→ SOURCE DATA:
=== Begin Enclosure ===

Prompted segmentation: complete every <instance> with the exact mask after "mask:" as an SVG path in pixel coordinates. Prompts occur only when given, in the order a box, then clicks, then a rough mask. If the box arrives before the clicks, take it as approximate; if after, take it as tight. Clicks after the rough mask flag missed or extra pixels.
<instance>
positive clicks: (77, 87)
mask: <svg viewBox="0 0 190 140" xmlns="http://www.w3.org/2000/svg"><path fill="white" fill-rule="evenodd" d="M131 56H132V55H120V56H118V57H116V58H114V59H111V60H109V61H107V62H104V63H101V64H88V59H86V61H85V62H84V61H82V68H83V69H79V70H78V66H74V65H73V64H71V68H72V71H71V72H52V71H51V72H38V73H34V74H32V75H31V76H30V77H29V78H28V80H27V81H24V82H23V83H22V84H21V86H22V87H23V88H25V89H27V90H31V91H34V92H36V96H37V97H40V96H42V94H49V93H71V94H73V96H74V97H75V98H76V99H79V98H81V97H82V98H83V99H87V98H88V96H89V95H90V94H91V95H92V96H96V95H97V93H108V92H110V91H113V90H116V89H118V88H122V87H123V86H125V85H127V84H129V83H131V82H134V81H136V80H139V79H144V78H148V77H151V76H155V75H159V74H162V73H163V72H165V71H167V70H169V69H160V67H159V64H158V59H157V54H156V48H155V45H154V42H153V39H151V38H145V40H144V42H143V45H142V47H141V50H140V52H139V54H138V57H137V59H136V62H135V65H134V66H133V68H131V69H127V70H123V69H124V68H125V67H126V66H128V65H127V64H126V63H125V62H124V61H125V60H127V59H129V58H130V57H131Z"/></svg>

=== End Enclosure ===
=== Begin Enclosure ===

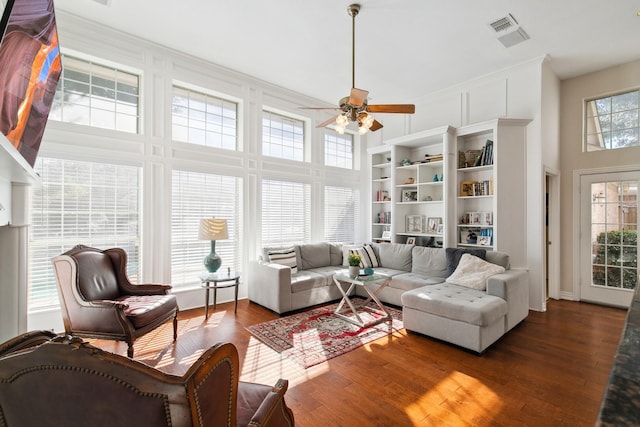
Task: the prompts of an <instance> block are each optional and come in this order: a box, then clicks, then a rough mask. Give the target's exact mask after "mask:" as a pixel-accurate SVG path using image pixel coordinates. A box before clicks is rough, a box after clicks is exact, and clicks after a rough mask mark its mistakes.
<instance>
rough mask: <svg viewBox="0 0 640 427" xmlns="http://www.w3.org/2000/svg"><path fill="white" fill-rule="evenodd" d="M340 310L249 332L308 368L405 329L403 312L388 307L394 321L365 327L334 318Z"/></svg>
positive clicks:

=== End Enclosure ===
=== Begin Enclosure ===

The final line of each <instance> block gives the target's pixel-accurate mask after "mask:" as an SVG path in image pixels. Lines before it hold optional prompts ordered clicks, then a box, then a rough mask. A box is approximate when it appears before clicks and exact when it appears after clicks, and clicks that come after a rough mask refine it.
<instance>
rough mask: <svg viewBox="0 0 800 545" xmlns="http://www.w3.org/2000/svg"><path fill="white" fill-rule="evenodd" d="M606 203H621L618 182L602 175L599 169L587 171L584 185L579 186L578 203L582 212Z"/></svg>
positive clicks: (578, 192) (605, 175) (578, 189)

=== End Enclosure ===

→ TO-DO ITEM: Print the stretch of items from the line containing "Prompted segmentation: complete" through the line containing "positive clicks: (77, 87)", both included.

→ TASK ANSWER:
Prompted segmentation: complete every <instance> with the exact mask after "mask:" as an SVG path in pixel coordinates. Prompts occur only when given, in the order a box, then clicks, then a rough mask. If the box arrives before the clicks, take it as approximate; if after, take it as tight. Clicks after the rough mask flag missed or extra pixels.
<instance>
positive clicks: (77, 87)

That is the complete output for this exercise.